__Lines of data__
======

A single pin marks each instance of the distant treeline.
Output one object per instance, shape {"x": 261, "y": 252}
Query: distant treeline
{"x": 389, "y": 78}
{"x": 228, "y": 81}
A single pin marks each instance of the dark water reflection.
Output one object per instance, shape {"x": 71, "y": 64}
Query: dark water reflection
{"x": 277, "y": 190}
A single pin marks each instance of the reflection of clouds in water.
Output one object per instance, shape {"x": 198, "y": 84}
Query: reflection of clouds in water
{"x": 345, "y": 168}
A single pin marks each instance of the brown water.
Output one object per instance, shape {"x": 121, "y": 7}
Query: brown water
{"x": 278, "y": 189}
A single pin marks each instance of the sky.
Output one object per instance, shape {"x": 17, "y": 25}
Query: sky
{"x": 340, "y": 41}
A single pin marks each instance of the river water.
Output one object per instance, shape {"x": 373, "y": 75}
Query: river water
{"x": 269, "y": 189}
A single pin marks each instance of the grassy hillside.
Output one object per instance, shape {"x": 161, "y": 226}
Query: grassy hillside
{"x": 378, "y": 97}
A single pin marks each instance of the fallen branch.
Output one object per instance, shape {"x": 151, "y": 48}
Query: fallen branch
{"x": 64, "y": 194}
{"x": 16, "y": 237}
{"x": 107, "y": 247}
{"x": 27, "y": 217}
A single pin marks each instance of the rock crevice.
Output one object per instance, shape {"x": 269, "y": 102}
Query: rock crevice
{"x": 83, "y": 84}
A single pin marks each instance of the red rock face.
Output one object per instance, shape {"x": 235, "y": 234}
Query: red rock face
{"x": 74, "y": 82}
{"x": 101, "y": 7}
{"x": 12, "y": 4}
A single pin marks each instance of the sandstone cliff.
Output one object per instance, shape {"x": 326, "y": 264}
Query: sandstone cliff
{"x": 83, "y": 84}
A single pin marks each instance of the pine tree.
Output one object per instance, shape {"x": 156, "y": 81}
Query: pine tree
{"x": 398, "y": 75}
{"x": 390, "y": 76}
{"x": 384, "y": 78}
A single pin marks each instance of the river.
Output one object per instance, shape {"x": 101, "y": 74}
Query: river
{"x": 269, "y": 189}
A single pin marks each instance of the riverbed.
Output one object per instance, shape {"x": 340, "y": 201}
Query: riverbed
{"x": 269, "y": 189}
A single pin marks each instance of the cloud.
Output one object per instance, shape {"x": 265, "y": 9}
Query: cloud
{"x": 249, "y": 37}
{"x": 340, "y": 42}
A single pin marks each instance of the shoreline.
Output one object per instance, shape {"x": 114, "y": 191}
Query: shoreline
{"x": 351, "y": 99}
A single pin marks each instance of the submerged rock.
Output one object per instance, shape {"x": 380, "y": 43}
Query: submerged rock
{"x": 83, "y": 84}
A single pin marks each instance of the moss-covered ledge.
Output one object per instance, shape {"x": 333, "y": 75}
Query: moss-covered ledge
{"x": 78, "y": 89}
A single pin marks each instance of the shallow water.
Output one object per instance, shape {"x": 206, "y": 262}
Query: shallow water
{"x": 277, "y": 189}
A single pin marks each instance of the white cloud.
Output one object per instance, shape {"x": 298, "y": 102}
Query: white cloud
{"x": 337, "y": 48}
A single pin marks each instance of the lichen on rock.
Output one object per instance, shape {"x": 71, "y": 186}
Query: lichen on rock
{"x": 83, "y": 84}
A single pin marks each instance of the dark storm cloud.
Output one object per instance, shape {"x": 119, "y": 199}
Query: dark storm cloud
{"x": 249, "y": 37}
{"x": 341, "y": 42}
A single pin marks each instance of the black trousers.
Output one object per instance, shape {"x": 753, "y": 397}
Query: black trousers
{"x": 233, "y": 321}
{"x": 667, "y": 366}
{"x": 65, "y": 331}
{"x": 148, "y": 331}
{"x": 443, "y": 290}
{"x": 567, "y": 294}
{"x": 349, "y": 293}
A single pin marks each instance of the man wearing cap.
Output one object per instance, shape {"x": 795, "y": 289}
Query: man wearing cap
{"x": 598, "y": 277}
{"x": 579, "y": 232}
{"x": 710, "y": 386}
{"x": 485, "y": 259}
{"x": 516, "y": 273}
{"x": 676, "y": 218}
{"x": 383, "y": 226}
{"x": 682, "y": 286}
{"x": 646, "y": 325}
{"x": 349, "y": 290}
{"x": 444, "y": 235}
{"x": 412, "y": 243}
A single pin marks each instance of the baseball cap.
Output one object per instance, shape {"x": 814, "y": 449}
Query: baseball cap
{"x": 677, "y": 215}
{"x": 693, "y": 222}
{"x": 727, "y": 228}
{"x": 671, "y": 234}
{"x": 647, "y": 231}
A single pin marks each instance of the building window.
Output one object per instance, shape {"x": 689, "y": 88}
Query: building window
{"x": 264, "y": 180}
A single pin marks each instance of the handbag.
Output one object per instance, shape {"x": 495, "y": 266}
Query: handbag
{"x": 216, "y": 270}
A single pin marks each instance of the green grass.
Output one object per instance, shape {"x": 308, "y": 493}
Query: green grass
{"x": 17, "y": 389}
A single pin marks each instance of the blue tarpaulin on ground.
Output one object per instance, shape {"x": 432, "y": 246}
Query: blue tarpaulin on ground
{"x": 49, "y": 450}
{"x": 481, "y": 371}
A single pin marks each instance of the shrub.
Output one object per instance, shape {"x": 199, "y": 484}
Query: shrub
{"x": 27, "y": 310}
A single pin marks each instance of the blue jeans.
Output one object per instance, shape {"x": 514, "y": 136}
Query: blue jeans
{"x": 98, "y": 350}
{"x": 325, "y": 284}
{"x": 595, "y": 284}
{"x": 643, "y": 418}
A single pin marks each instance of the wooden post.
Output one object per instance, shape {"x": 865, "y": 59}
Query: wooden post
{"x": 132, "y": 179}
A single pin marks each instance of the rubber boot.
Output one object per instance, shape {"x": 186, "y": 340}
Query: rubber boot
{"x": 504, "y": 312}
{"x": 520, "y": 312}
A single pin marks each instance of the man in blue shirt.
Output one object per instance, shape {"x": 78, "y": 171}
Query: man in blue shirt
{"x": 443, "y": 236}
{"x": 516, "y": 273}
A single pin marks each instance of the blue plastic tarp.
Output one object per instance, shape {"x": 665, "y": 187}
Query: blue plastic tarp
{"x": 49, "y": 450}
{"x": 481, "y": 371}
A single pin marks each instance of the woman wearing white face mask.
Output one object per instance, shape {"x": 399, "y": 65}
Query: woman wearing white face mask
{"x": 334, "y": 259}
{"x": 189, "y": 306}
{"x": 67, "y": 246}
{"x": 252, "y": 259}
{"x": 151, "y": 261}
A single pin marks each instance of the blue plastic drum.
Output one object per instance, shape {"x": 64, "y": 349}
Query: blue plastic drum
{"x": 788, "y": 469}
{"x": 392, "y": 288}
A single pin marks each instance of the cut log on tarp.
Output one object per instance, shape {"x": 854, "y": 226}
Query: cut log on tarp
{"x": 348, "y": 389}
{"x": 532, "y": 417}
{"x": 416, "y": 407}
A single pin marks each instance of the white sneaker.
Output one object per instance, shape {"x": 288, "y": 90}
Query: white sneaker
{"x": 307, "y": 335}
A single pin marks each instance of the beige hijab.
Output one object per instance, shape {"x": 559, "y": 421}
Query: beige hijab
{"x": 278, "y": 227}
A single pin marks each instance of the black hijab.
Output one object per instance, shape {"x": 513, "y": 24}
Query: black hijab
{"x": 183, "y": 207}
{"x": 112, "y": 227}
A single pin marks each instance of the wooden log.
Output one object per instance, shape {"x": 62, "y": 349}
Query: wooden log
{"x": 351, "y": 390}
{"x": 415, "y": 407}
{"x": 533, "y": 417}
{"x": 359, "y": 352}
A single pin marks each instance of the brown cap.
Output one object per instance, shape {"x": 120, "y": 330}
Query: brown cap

======

__BRIEF__
Retype the whole listing above exactly.

__TASK RESULT__
A single pin marks each instance of the distant treeline.
Output one object per instance, shape {"x": 261, "y": 252}
Query: distant treeline
{"x": 389, "y": 78}
{"x": 228, "y": 81}
A single pin marks each instance of the dark water reflection.
Output one object per instance, shape {"x": 71, "y": 64}
Query: dark water reflection
{"x": 277, "y": 190}
A single pin marks each instance of the reflection of clouds in water.
Output one object per instance, shape {"x": 198, "y": 84}
Query: reflection of clouds in water
{"x": 345, "y": 168}
A single pin marks each instance of the brown water.
Output one object per instance, shape {"x": 121, "y": 7}
Query: brown water
{"x": 278, "y": 189}
A single pin marks each instance of the sky.
Output one object per instance, shape {"x": 17, "y": 25}
Query: sky
{"x": 340, "y": 41}
A single pin marks each instance of the river water.
Output one object per instance, shape {"x": 373, "y": 75}
Query: river water
{"x": 269, "y": 189}
A single pin marks each instance of the grassy hillside.
Output one object per instance, shape {"x": 161, "y": 226}
Query: grassy hillside
{"x": 378, "y": 97}
A single pin marks each instance of the fallen branch.
Output one object per instance, shape {"x": 151, "y": 48}
Query: fallen branch
{"x": 64, "y": 194}
{"x": 16, "y": 237}
{"x": 107, "y": 247}
{"x": 27, "y": 217}
A single pin marks each instance of the rock crevice.
Output one object per instance, shape {"x": 269, "y": 102}
Query: rock crevice
{"x": 83, "y": 84}
A single pin marks each instance of the red rock face.
Output one object per instance, shape {"x": 235, "y": 234}
Query: red rock face
{"x": 74, "y": 82}
{"x": 101, "y": 7}
{"x": 12, "y": 4}
A single pin marks each instance of the sandstone cliff.
Output one object per instance, shape {"x": 326, "y": 264}
Query: sandstone cliff
{"x": 83, "y": 84}
A single pin marks each instance of the pine tree.
Output one object per instance, shape {"x": 156, "y": 81}
Query: pine tree
{"x": 398, "y": 75}
{"x": 390, "y": 76}
{"x": 384, "y": 78}
A single pin marks each instance of the river.
Output one object per instance, shape {"x": 101, "y": 74}
Query: river
{"x": 269, "y": 189}
A single pin marks each instance of the riverbed.
Output one object per instance, shape {"x": 340, "y": 201}
Query: riverbed
{"x": 269, "y": 189}
A single pin marks each instance of the cloud.
Output one object per instance, shape {"x": 265, "y": 9}
Query: cloud
{"x": 249, "y": 37}
{"x": 340, "y": 42}
A single pin marks each instance of the shoreline.
Output one object per instance, shape {"x": 114, "y": 191}
Query: shoreline
{"x": 351, "y": 99}
A single pin marks each instance of the submerged rock.
Output one object per instance, shape {"x": 380, "y": 43}
Query: submerged rock
{"x": 83, "y": 84}
A single pin marks each instance of the moss-covered ledge.
Output one object per instance, shape {"x": 333, "y": 75}
Query: moss-covered ledge
{"x": 78, "y": 89}
A single pin marks each instance of the shallow water.
Output one object per instance, shape {"x": 206, "y": 262}
Query: shallow water
{"x": 277, "y": 189}
A single pin marks each instance of the white cloud.
Output one object per instance, shape {"x": 298, "y": 102}
Query: white cloud
{"x": 337, "y": 48}
A single pin marks each instance of the lichen on rock.
Output one object per instance, shape {"x": 71, "y": 186}
Query: lichen on rock
{"x": 83, "y": 84}
A single pin marks each instance of the dark storm cloud.
Output one object per instance, shape {"x": 119, "y": 199}
Query: dark storm cloud
{"x": 249, "y": 37}
{"x": 341, "y": 42}
A single pin marks each instance of the black trousers.
Output one object per instance, shape {"x": 753, "y": 397}
Query: black trousers
{"x": 233, "y": 321}
{"x": 667, "y": 366}
{"x": 65, "y": 331}
{"x": 148, "y": 331}
{"x": 443, "y": 290}
{"x": 567, "y": 294}
{"x": 349, "y": 293}
A single pin marks each instance of the man wearing cap.
Output one object per instance, shape {"x": 795, "y": 289}
Query: man wearing cap
{"x": 598, "y": 277}
{"x": 579, "y": 232}
{"x": 710, "y": 386}
{"x": 485, "y": 259}
{"x": 516, "y": 273}
{"x": 676, "y": 218}
{"x": 383, "y": 226}
{"x": 682, "y": 286}
{"x": 646, "y": 325}
{"x": 349, "y": 290}
{"x": 444, "y": 235}
{"x": 412, "y": 243}
A single pin marks each instance of the baseball cap.
Output one object per instance, shape {"x": 814, "y": 449}
Query: baseball cap
{"x": 677, "y": 215}
{"x": 693, "y": 222}
{"x": 727, "y": 228}
{"x": 671, "y": 234}
{"x": 647, "y": 231}
A single pin marks each instance of the building window.
Output one object per instance, shape {"x": 689, "y": 88}
Query: building window
{"x": 264, "y": 180}
A single pin marks each instance of the handbag.
Output one object per instance, shape {"x": 495, "y": 266}
Query: handbag
{"x": 216, "y": 270}
A single pin marks each instance of the green grass.
Output one object per instance, shape {"x": 308, "y": 493}
Query: green grass
{"x": 17, "y": 389}
A single pin marks each instance of the blue tarpaulin on ground.
Output one object per instance, shape {"x": 432, "y": 246}
Query: blue tarpaulin on ground
{"x": 49, "y": 450}
{"x": 481, "y": 371}
A single pin marks each instance of the shrub.
Output one object per instance, shape {"x": 199, "y": 484}
Query: shrub
{"x": 27, "y": 310}
A single pin marks each instance of the blue jeans.
Output one object per instance, shape {"x": 514, "y": 136}
Query: blue jeans
{"x": 98, "y": 350}
{"x": 325, "y": 284}
{"x": 595, "y": 284}
{"x": 643, "y": 418}
A single pin marks each instance of the wooden post.
Output one object per instance, shape {"x": 865, "y": 59}
Query: wooden post
{"x": 132, "y": 179}
A single pin marks each instance of the rubber boot.
Output one object per instance, shape {"x": 186, "y": 340}
Query: rubber boot
{"x": 504, "y": 312}
{"x": 520, "y": 312}
A single pin marks each instance of the man in blue shirt.
Output one object per instance, shape {"x": 78, "y": 171}
Query: man in blue shirt
{"x": 443, "y": 236}
{"x": 516, "y": 273}
A single pin marks each instance of the blue plastic tarp.
Output one object per instance, shape {"x": 665, "y": 187}
Query: blue plastic tarp
{"x": 49, "y": 450}
{"x": 481, "y": 371}
A single pin marks each instance of the woman wearing white face mask.
Output one object per instance, shape {"x": 399, "y": 65}
Query: woman wearing white face mask
{"x": 334, "y": 259}
{"x": 189, "y": 306}
{"x": 67, "y": 246}
{"x": 252, "y": 259}
{"x": 151, "y": 261}
A single pin marks each instance of the blue plastic drum.
Output one object per instance, shape {"x": 64, "y": 349}
Query: blue plastic drum
{"x": 788, "y": 469}
{"x": 392, "y": 288}
A single pin marks each instance of the cut log on tarp.
Output one object per instance, shape {"x": 854, "y": 226}
Query: cut log on tarp
{"x": 348, "y": 389}
{"x": 532, "y": 417}
{"x": 416, "y": 407}
A single pin marks each instance of the white sneaker.
Output one object per instance, shape {"x": 288, "y": 90}
Query: white sneaker
{"x": 307, "y": 335}
A single pin marks each instance of the beige hijab.
Output one object per instance, shape {"x": 559, "y": 421}
Query: beige hijab
{"x": 278, "y": 227}
A single pin marks each instance of the black hijab.
Output one object per instance, shape {"x": 513, "y": 24}
Query: black hijab
{"x": 183, "y": 207}
{"x": 112, "y": 227}
A single pin marks each instance of the wooden log.
Output one object per instance, shape {"x": 62, "y": 349}
Query: wooden log
{"x": 351, "y": 390}
{"x": 415, "y": 407}
{"x": 533, "y": 417}
{"x": 359, "y": 352}
A single pin marks each instance of the brown cap.
Output one object per instance, shape {"x": 120, "y": 330}
Query: brown cap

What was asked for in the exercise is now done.